RECORDS SUPPLIED:
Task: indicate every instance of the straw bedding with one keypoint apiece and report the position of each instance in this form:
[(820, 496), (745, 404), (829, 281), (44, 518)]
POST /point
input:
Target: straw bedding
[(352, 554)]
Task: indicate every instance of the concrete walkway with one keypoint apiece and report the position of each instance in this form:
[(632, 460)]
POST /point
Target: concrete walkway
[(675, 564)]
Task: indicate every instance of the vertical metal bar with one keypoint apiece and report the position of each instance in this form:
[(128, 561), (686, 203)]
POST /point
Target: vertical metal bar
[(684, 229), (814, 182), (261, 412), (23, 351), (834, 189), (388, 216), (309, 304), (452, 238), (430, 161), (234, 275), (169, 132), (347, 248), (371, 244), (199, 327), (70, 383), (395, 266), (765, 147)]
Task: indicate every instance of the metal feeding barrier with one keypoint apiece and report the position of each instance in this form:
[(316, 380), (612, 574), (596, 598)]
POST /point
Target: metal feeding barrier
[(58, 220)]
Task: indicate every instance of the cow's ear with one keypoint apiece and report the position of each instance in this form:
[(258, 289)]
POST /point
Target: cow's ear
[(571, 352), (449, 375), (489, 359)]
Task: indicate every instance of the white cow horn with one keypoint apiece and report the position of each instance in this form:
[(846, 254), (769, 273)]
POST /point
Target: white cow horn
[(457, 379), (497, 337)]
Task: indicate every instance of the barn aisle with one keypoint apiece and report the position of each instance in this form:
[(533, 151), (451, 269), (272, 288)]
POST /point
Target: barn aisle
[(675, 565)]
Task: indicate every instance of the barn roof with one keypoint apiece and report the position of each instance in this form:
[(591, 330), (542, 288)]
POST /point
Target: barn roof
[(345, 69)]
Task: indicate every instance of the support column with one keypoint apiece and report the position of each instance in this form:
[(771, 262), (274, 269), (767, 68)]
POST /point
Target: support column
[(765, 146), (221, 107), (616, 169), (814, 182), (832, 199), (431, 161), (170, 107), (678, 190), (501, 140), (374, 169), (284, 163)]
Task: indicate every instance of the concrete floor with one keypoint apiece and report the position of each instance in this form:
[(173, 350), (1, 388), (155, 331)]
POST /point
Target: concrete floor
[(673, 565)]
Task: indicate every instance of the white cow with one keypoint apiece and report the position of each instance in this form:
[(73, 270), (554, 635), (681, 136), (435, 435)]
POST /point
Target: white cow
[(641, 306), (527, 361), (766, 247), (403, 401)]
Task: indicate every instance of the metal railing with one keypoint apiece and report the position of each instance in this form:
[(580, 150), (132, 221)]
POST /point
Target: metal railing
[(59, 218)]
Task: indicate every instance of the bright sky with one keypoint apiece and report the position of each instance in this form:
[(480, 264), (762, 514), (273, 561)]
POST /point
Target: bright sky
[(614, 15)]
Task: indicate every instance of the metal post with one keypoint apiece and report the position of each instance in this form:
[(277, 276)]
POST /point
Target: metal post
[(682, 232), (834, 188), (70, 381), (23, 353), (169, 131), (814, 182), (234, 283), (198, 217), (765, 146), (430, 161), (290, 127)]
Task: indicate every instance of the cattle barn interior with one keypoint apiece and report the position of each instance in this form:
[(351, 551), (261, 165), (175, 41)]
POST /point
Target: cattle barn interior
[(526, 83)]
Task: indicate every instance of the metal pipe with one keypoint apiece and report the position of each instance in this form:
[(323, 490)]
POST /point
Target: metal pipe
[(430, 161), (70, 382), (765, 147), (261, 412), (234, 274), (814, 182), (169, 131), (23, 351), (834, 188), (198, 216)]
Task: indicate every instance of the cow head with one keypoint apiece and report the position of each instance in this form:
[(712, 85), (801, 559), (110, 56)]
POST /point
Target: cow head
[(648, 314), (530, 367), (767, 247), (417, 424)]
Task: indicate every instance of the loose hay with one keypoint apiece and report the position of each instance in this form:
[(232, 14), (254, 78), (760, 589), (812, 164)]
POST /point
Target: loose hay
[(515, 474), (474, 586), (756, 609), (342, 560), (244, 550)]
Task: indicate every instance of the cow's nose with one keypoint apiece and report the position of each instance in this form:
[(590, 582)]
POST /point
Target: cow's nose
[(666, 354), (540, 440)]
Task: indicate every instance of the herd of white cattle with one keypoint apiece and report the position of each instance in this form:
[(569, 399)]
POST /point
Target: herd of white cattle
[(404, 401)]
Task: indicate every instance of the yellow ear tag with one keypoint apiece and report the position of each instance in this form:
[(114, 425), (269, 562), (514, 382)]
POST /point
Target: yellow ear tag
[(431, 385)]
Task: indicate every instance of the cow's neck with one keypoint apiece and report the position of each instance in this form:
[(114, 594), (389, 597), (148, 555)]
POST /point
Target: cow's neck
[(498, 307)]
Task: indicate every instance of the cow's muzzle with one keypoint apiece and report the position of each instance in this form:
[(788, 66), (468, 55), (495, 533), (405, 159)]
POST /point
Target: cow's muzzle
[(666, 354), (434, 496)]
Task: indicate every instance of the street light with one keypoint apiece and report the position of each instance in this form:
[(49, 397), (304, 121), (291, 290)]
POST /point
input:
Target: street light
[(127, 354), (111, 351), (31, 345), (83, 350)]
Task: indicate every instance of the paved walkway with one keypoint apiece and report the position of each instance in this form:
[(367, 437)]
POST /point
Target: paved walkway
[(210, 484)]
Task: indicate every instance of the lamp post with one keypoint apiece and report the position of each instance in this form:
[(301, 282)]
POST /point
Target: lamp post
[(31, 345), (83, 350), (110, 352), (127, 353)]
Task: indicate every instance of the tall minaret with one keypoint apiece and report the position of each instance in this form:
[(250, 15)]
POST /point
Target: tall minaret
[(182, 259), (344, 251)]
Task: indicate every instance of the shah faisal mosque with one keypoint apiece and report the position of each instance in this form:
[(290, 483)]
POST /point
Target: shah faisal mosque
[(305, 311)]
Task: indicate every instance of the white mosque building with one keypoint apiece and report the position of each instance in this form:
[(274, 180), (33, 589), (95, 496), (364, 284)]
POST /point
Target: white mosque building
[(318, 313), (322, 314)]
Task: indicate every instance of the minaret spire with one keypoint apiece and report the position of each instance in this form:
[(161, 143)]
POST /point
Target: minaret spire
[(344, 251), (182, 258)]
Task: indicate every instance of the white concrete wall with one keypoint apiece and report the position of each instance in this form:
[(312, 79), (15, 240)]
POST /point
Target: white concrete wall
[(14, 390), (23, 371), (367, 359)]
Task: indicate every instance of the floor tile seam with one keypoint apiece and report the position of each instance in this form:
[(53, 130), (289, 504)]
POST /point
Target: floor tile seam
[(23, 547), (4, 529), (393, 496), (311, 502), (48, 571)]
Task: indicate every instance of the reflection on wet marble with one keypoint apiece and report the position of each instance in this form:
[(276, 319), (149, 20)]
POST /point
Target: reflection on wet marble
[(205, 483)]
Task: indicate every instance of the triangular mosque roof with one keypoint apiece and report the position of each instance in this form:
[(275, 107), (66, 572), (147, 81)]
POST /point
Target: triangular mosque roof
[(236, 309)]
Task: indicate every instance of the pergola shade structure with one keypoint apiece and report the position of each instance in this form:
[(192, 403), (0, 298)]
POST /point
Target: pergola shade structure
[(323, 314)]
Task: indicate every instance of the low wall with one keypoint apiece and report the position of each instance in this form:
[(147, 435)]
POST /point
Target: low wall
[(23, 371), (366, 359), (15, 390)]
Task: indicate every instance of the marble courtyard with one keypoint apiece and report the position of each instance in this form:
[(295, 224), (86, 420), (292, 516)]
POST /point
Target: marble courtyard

WRITTEN PROBLEM: Put the lines above into a Markdown table with the columns Row and Line, beginning at the line that contains "Task: indicate every instance of the paved" and stopping after the line that contains "[(210, 484)]". Number each row and leave out any blank lines.

RESPONSE TO THIS TASK:
| Row | Line |
|---|---|
| 1 | Task: indicate every instance of the paved walkway with one keypoint apiece and report the position of each instance in this form: |
| 2 | [(367, 437)] |
| 3 | POST /point |
| 4 | Target: paved walkway |
| 5 | [(210, 484)] |